Coordinate annotation records:

········

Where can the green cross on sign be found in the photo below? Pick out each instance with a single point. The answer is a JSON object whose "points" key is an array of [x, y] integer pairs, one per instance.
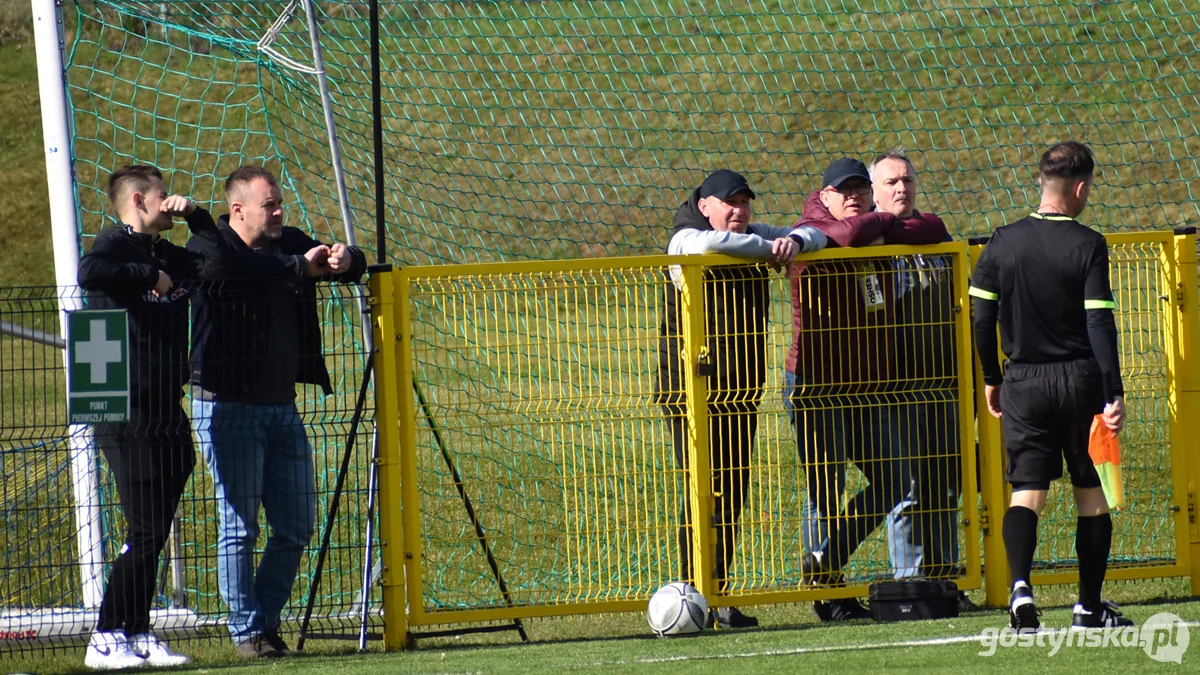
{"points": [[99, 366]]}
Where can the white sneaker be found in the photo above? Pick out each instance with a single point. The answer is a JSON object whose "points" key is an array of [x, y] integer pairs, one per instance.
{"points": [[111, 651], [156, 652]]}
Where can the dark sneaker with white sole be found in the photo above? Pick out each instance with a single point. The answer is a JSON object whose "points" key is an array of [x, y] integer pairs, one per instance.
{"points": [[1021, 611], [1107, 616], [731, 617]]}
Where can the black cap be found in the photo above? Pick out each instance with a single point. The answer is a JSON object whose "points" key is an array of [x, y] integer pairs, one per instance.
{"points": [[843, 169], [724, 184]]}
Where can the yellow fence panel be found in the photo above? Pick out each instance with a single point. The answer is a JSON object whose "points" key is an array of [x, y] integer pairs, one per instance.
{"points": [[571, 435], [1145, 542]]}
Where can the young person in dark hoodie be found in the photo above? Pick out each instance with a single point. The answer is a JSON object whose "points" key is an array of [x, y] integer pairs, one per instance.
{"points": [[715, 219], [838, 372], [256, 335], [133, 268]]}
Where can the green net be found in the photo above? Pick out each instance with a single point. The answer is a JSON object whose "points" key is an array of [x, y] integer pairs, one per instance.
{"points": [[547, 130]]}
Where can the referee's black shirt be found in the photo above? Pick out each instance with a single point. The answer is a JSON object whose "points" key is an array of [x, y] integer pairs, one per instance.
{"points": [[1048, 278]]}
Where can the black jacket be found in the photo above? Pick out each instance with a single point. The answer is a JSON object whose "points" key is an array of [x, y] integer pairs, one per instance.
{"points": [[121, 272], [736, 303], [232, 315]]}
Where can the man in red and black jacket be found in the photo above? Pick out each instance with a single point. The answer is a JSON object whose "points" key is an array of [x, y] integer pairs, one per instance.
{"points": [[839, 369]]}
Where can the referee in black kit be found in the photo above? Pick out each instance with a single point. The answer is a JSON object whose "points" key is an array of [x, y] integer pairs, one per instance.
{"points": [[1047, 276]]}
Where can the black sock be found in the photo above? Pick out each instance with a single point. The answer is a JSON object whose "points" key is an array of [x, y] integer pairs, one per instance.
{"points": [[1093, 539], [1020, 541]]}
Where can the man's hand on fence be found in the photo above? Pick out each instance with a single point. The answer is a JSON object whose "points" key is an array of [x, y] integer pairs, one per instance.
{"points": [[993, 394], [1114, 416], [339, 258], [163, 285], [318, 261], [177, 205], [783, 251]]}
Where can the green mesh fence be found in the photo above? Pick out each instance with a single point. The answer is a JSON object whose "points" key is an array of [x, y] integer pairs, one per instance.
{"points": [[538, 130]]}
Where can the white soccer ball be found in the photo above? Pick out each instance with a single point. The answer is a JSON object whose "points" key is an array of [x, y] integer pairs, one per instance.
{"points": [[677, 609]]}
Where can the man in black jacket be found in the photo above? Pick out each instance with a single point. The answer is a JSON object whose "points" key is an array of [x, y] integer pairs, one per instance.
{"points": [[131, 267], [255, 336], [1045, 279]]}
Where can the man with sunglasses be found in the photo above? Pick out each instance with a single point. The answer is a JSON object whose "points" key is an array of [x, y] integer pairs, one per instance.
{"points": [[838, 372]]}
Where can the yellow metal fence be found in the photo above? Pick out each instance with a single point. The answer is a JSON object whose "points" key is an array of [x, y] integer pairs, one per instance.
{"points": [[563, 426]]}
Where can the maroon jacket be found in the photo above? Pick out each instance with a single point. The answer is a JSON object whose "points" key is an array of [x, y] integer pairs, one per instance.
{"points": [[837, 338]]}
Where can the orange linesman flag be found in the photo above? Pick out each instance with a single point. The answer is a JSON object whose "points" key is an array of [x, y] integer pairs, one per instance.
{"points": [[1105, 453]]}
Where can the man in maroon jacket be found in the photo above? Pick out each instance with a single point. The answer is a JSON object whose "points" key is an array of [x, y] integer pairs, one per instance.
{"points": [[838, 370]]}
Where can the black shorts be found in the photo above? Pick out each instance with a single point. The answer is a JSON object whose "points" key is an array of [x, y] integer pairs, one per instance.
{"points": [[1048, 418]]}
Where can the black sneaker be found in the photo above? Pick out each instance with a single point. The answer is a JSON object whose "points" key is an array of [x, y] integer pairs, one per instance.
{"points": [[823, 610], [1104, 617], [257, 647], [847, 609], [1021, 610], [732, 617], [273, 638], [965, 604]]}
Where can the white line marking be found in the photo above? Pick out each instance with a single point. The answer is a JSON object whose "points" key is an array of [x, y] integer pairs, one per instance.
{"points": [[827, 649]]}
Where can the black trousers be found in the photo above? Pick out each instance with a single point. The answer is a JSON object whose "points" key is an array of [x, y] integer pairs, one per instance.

········

Problem requirements: Repeat all of the data above word for word, minus the pictures.

Finished exercise:
Where can the green cross on sign be found in the photo below? Pick out each instance with a single point. The answer is a JSON object whose "points" key is an array of [x, y] integer pairs, one per instance.
{"points": [[99, 366]]}
Where can the white sneaker be found in the photo above? Pick out each instance with a single point. The answer is a JSON object whose "points" key is an array of [x, y] integer pairs, one per instance.
{"points": [[111, 651], [156, 652]]}
Where can the dark sneaker with white sole be found in the photo above? Pick out each instance with a single point. The answer is a JSON object whose "points" key is an array of [x, y] integer pairs, one per instance.
{"points": [[1021, 611], [1107, 616], [731, 617]]}
Where can the black cap be found in the photo above? Pick out each instance with a single point. The answer is a JSON object whose "points" key is an array of [x, y] integer pairs, one per instance.
{"points": [[843, 169], [724, 184]]}
Where can the yellow fence panel be found in the photo above? Pick out each instance with a single point. The answer is a JSON object whose "points" key is an array of [x, y] integer pairs, one per instance.
{"points": [[571, 435], [1145, 542]]}
Where can the young person in dark hoodie be found in the photo above? Pick out each instance with a single point. The answer is a JSON object whose "points" key is an array of [x, y] integer pairs, one per instance.
{"points": [[715, 219], [838, 372], [256, 335], [133, 268]]}
Where can the green net be found in the photo above? Pick out each instance with a single point. The answer is a JSON object whose "points" key is an array of [x, y] integer pairs, one per instance.
{"points": [[547, 130]]}
Where can the referee's black shirt be found in the photo above? Pick out each instance with a single point. The answer is a JSON object whose "points" key is an array of [x, y] integer pairs, one per instance.
{"points": [[1048, 278]]}
Where can the black jacket be found in the photo above? Pick out each instance with a single point. The answer is a JSON object whose "points" key is an array of [x, y] integer pairs, one per instance.
{"points": [[121, 272], [736, 303], [232, 315]]}
Where can the man in red and black jacket be found in the photo above? Pick out each instance with a single point. The answer is a JSON object whose "points" key is an array of [x, y] integer pairs, one per instance.
{"points": [[839, 369]]}
Where can the referee in black kit be found in the photo above? Pick out each instance with a single point. The answer is a JSON object whose "points" key is an array of [x, y] integer pairs, one per instance.
{"points": [[1047, 276]]}
Where can the black sock be found in the photo above? Pick out each instance with a single point. The answer is a JSON object whose "points" key is an array of [x, y] integer pairs, one per instance.
{"points": [[1093, 539], [1020, 541]]}
Where can the man's hand on fence be found in the photo above? Pick out each instance with a single point. The answer is a JSON object whose "points" key is an array of [x, y] integer pairs, one per instance.
{"points": [[993, 394], [1114, 416], [339, 258], [163, 285], [318, 261], [177, 205], [783, 251]]}
Where can the green mesh fence be found in the photo above? Pick out each instance with a single point. The answer is a JSON object whose "points" key is an array of [x, y] integer pairs, one per instance.
{"points": [[538, 130]]}
Where can the white soccer ball be found in the photo above? Pick out each instance with a single point. The answer is a JSON object whose "points" key is an array of [x, y] integer pairs, one per instance.
{"points": [[677, 609]]}
Where can the man in black jacket be found in the photo above? Pick out each instance with a single point. The answer is a JSON object whose "points" key is an array of [x, y] integer pairs, one per instance.
{"points": [[131, 267], [255, 336], [1045, 279]]}
Where can the man with sunglasses be found in the photo above? Pick out each instance with a single point. The answer is a JSON object whose "points" key is an array of [x, y] integer pairs, one per instance.
{"points": [[838, 372]]}
Where can the yellow metal fence be found in the photo above? Pick out each instance with a single point. The answer is a JSON object whose "points" key is an array of [x, y] integer pairs, one per instance.
{"points": [[563, 426]]}
Where can the maroon jacket be found in the photo above? Pick out each instance with a single point. The answer is a JSON object whose "points" key is an array of [x, y] integer pairs, one per instance.
{"points": [[837, 338]]}
Where can the orange linesman flag be found in the photo above? Pick out each instance with a single point. The answer is a JSON object whose "points" key is an array of [x, y] integer pairs, one per instance.
{"points": [[1105, 453]]}
Where can the man in maroon jacket be found in the photo above? Pick out each instance with a single point. The answer is a JSON object whose "points" key is an array of [x, y] integer pairs, one per instance.
{"points": [[838, 370]]}
Where can the black shorts be found in the photo above? Pick out each instance with a single point. The answer is a JSON object whose "points" key is an array of [x, y] integer pairs, one per instance.
{"points": [[1048, 418]]}
Where can the black sneaker be found in the photo above? Pick out each instance with a single point. The answer is a JSON object whose "points" key is an array of [x, y] integer pairs, one per instance.
{"points": [[823, 610], [1104, 617], [257, 647], [847, 609], [1021, 610], [732, 617], [273, 638], [965, 604]]}
Where can the white line marking be found in the photo above? Pick out each instance with a single point. The answer is a JSON object whose "points" key is an array of [x, y] integer pairs, one per instance.
{"points": [[827, 649]]}
Where can the black trousers be found in the photo above? Pick out each instance with a single point. The answer is a JSON object whose "points" key is an array of [x, y] integer pairs, one per instance.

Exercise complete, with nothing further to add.